## DATASET CONTENT

┌──

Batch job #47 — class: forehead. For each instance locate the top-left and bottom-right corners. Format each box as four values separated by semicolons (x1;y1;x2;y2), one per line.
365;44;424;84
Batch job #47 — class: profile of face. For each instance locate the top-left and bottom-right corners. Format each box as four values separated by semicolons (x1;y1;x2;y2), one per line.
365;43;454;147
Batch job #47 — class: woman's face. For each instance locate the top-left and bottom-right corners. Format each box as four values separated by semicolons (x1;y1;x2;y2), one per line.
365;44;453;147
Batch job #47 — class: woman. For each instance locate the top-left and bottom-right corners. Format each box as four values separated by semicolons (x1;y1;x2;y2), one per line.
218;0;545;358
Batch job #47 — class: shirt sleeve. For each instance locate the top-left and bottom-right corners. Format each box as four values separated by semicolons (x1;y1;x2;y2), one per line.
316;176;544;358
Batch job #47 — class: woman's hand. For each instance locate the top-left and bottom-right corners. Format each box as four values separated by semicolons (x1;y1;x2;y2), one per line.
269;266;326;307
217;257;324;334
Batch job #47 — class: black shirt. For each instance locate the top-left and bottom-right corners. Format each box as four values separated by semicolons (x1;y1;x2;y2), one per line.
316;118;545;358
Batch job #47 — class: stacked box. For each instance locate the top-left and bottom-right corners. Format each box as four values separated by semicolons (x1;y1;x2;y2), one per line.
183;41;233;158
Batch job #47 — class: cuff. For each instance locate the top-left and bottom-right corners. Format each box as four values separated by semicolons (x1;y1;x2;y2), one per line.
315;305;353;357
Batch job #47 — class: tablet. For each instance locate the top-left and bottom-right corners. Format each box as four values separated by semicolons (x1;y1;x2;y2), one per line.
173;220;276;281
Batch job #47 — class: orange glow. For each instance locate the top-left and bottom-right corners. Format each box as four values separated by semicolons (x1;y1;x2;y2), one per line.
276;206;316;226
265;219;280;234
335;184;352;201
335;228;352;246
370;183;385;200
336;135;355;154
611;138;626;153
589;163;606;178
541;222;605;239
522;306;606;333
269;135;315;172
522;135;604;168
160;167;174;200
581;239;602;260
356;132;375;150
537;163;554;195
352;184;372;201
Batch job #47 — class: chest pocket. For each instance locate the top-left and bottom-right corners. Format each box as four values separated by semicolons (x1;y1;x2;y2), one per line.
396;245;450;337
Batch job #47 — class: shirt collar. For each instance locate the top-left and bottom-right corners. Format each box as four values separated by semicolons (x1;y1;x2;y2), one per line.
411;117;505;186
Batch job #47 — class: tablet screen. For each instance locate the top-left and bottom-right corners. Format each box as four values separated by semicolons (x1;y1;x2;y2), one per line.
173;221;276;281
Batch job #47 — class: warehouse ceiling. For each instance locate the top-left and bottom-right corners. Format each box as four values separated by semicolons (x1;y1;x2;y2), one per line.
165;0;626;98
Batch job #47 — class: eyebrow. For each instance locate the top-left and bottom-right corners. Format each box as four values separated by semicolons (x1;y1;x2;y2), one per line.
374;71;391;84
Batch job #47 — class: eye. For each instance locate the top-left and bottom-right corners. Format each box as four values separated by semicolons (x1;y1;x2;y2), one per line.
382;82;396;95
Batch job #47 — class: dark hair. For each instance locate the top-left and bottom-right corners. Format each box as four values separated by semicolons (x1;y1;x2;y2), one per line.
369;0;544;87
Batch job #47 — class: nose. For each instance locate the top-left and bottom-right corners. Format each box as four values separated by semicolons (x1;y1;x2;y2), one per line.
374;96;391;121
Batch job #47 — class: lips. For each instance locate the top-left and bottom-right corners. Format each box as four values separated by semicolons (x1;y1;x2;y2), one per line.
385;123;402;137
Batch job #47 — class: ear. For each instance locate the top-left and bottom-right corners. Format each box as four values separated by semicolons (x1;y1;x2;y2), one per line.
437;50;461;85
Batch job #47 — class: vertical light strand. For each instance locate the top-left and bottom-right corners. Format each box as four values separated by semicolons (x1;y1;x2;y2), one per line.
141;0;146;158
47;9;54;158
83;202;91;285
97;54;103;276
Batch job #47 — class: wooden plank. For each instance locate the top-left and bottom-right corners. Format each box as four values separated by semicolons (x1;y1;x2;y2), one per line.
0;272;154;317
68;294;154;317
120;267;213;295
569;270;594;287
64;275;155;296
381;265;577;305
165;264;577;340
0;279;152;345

└──

## INSTRUCTIONS FOR THE TASK
Update the lines above by replacing "Batch job #47" with "Batch job #52" everywhere it occurs, leaving everything else unchanged.

## OUTPUT
Batch job #52 — class: forehead. For each instance locate the top-left and bottom-right corners. Format each box as four values separated by semicolons (x1;y1;x2;y2), one per line.
365;44;424;84
Batch job #52 — class: profile of face. For each instance locate the top-left and bottom-right corners. Format each box as four values separated by semicolons (x1;y1;x2;y2), one per line.
365;43;454;147
Batch job #52 — class: woman's face. For each instance locate the top-left and bottom-right corners. Format each box as four values separated by semicolons (x1;y1;x2;y2), one per line.
365;44;453;147
Batch job #52 — class: woman. For each instance locate the top-left and bottom-right corners. Format each box as four values separated by semicolons (x1;y1;x2;y2), one per line.
218;0;545;358
Batch job #52 — class: shirt sleeve. For each instance locate the top-left and bottom-right corners. Format each box as four values separated by semicolons (x1;y1;x2;y2), one per line.
316;176;544;358
Batch job #52 — class: woman's hand. For each instance locate the top-left and bottom-right corners. Format each box as four values separated by semicolons (x1;y1;x2;y2), one per line.
269;266;326;307
217;257;324;334
Batch job #52 — class: black shirt. For each instance locate the top-left and bottom-right corners. Format each box as four values separated by semicolons (x1;y1;x2;y2), one per line.
316;118;545;358
Batch job #52 — class: stacked box. For each instance locate the top-left and bottom-right corners. Format each box as four values separated by semicolons (x1;y1;x2;y2), one per line.
183;41;233;158
Batch job #52 — class: cuff. For each instance locate the top-left and bottom-right corners. Format each box as four values separated by semicolons (x1;y1;x2;y2), one per line.
315;305;353;357
Batch job #52 — class: tablet. For each instance locate the top-left and bottom-right corners. Format each box as four values separated by semicolons (x1;y1;x2;y2), one per line.
173;220;276;281
Batch job #52 — class: orange glow. For each instance locate the top-left and bottom-right corners. Format each box as four values separated by semicolons (x1;y1;x2;y2), one per line.
276;206;316;226
265;219;280;234
335;184;352;201
335;228;352;246
370;183;385;200
336;135;355;154
611;138;626;153
589;163;606;178
541;222;605;239
522;306;606;333
269;135;315;172
522;135;604;168
160;167;174;200
581;239;602;260
356;132;375;150
537;163;554;195
352;184;372;201
Batch job #52 — class: chest pocket. For each instance locate the top-left and bottom-right corners. Format each box as four values separated by semicolons (x1;y1;x2;y2), one per line.
396;245;450;337
Batch job #52 — class: shirt collar. For each instance locate the top-left and bottom-right corners. Format each box as four values separated by semicolons (x1;y1;x2;y2), one per line.
411;117;505;186
Batch job #52 — class: tablet screen. For each instance locate the top-left and bottom-right corners. Format each box as four values separated by semicolons (x1;y1;x2;y2), one per line.
173;221;276;281
Batch job #52 — class: warehouse ceiling. For each instance locate the top-left and bottom-right corners. Format each box as four values separated by semicolons (x1;y1;x2;y2), one per line.
165;0;626;98
Batch job #52 — class: eyebrow. For each instance locate the top-left and bottom-right corners. Format each box as four values separated by semicolons (x1;y1;x2;y2), one per line.
374;71;391;84
Batch job #52 — class: eye. For each instance locate the top-left and bottom-right corners. Format each box as four values separated by semicolons (x1;y1;x2;y2), one per line.
382;82;396;95
Batch job #52 — class: dark hair. For each instance locate the top-left and bottom-right corners. Format each box as four values separated by semicolons (x1;y1;x2;y2), one per line.
369;0;544;87
Batch job #52 — class: nose. For each instance locate the top-left and bottom-right corners. Format each box as four values separated by semicolons (x1;y1;x2;y2), one per line.
374;96;391;121
Batch job #52 — class: lips. For each instance locate the top-left and bottom-right corners. Format each box as four values separated by semicolons (x1;y1;x2;y2), one per line.
385;123;402;137
Batch job #52 — class: ear. For each instance locate the top-left and bottom-right corners. Format each box as four values separated by semicolons (x1;y1;x2;y2), one per line.
437;50;461;85
Batch job #52 — class: vertical light strand. For each instance locate the top-left and bottom-right corners. Format each box as four values separated by semicolons (x1;y1;x2;y2), one per line.
141;0;146;158
47;9;54;158
83;202;91;285
97;54;103;276
Batch job #52 — class: wooden plank. For each instance locate the top-left and bottom-right corners. Format each box as four values separated by semicolons (x1;y1;x2;y2), one per line.
0;272;154;317
68;294;154;317
120;267;213;295
569;270;594;287
64;275;155;296
381;265;577;305
165;264;577;340
0;279;152;345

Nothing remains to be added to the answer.